## Task statement:
Make an exact copy of the whole listing, but leave its pictures out.

## Stored data:
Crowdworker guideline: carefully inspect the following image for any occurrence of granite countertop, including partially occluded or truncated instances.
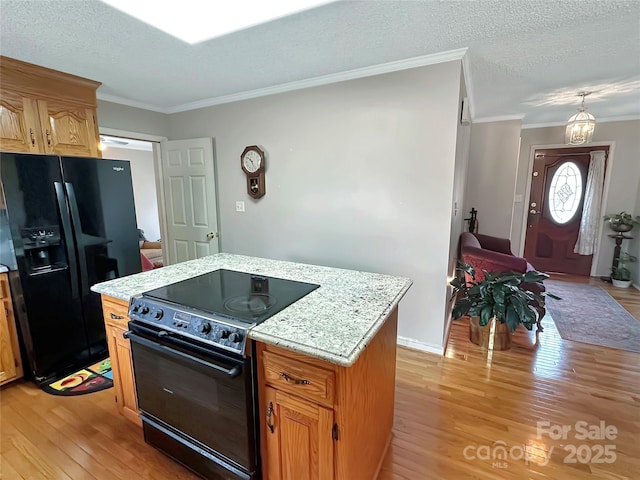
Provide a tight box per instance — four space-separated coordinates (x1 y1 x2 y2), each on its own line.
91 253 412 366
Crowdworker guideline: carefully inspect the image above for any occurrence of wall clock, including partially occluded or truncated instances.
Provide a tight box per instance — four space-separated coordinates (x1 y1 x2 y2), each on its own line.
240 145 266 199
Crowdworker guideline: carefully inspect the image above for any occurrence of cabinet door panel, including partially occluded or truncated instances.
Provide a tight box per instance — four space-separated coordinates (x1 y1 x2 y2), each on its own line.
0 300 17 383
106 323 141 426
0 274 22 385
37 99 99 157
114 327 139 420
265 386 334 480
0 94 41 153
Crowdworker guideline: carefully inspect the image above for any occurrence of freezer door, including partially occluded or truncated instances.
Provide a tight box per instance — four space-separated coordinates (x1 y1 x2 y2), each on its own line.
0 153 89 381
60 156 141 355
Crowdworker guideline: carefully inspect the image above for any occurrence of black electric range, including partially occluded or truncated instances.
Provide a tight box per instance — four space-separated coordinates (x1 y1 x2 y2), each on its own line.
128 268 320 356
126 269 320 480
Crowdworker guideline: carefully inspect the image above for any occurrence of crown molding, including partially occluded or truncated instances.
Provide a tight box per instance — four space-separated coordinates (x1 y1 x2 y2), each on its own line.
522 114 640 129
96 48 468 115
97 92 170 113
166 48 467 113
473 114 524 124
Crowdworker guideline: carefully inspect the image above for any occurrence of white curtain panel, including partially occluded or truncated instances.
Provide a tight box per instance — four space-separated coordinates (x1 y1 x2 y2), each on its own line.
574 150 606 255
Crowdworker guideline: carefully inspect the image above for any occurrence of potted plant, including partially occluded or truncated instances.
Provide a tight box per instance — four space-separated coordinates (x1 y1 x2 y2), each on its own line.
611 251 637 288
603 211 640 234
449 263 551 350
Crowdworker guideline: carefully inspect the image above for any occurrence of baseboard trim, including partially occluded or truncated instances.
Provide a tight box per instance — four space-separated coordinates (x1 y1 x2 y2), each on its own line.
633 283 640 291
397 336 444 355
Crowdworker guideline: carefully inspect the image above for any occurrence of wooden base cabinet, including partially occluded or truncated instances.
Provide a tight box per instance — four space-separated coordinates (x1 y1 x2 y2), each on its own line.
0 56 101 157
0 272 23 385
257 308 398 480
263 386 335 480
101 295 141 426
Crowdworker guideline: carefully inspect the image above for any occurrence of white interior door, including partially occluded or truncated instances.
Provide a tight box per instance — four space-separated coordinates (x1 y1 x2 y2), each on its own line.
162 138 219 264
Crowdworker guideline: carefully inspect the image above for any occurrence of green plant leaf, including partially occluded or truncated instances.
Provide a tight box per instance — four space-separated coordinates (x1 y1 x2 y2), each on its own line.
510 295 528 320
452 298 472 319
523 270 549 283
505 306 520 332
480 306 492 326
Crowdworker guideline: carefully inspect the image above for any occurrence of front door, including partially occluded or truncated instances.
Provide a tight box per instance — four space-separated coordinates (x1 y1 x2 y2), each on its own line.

## Result:
Crowdworker guideline: carefully inspect the following image for any occurrence of granite countertop, including partially occluded or truncated instances.
Provide a tight box per instance — four space-separated coordinates (x1 y1 x2 y2), each on its own line.
91 253 412 366
Crowdworker guideline: carefully inspect the image above for any occurrence of wall clock, including partially occluded or truncated instances.
Provide a tight box per instance — four space-separated coordinates (x1 y1 x2 y2), each on its own line.
240 145 266 199
Crowdworker guideline: carefully inspect the image above for any occurrence of cabinet door panel, including partially occluded or truncated instances.
Provide a tight box per instance — four space-separated coordinates (x1 y1 x2 y2), each on its own line.
0 300 17 383
106 323 141 426
0 274 22 385
37 99 99 157
114 327 139 420
265 386 334 480
0 94 41 153
Crowdworker guideline: carefully inspect the image above for any occurrence of freezer door, including partially occluded or truncated instances.
Provide a tight box per instance — four space-separated coordinates (x1 y1 x2 y2), each on its own line.
0 153 89 381
60 156 141 355
Crowdworker guideline: carefully inspect the image above for any occurrence of black electric range, including partially occluded or truncated instances.
Provide a tight box per instance — four space-separated coordinates (x1 y1 x2 y2), each on its own line.
128 268 320 356
126 269 320 480
Crowdworker guideline: carefully inspect the image above for any occurrence of crown molding, including partially occluded or truncated instances.
Provide a tight box per instance — four space-separated coordinates (x1 y1 x2 y2), each on its own line.
522 114 640 129
96 48 468 115
97 92 170 113
166 48 467 113
473 114 524 124
Crowdworker guideline: carefully inspect the image above for any occurrence of white curtain panel, including partially occluded or truncated instances.
Provide a tight box per instance — four space-separated coordinates (x1 y1 x2 y2), each on its own line.
574 150 606 255
Crowdworker guideline: carefully inspect the image above for any occurrence of potted plant, including partially occluded or truncated instances.
Provide a tight box per instance — four space-separated coordinates (x1 y1 x2 y2), each on its own line.
611 251 637 288
603 211 640 234
449 263 551 350
Crowdworker guideline: carefully inspect the image above for any occurrence of baseboard trim, including partially occluded or truncated instances.
Provide a tight box per instance — four space-separated coordinates (x1 y1 x2 y2), each on its own line.
633 283 640 291
397 336 444 355
Crowdworker guideline: carefully inspect the image above for any occurrence of wooden base cabinet, including partially occluded or truncated instances.
Provide a tight box per instance — four space-separated coordinates (x1 y1 x2 y2), each on its own line.
0 56 101 157
0 272 23 385
257 308 398 480
263 386 335 480
101 295 141 426
Crowdworker guideline: carefully inspect the image above for any occurrence of white interior door, including partially occluded or truncated instances.
Provide a tight box per instance — four space-separated coordinates (x1 y1 x2 y2), each on its own line.
162 138 219 264
Crowdworker guideline: carefully inspect the image above for any occurrence of green plant leaf, including partially occluded or truncated instances.
Provide a tight box per instance — four space-separated coordinates (x1 y1 x2 y2), each on its own line.
510 295 528 320
452 298 472 319
523 270 549 283
505 306 520 332
480 306 492 326
Crowdworker guideline: carefully inspect the image above for any occurrence of front door, including partially occluded or truncated instances.
Provide a tight box per instance — four space-separated coordinates (x1 y1 x2 y2), each on its own line.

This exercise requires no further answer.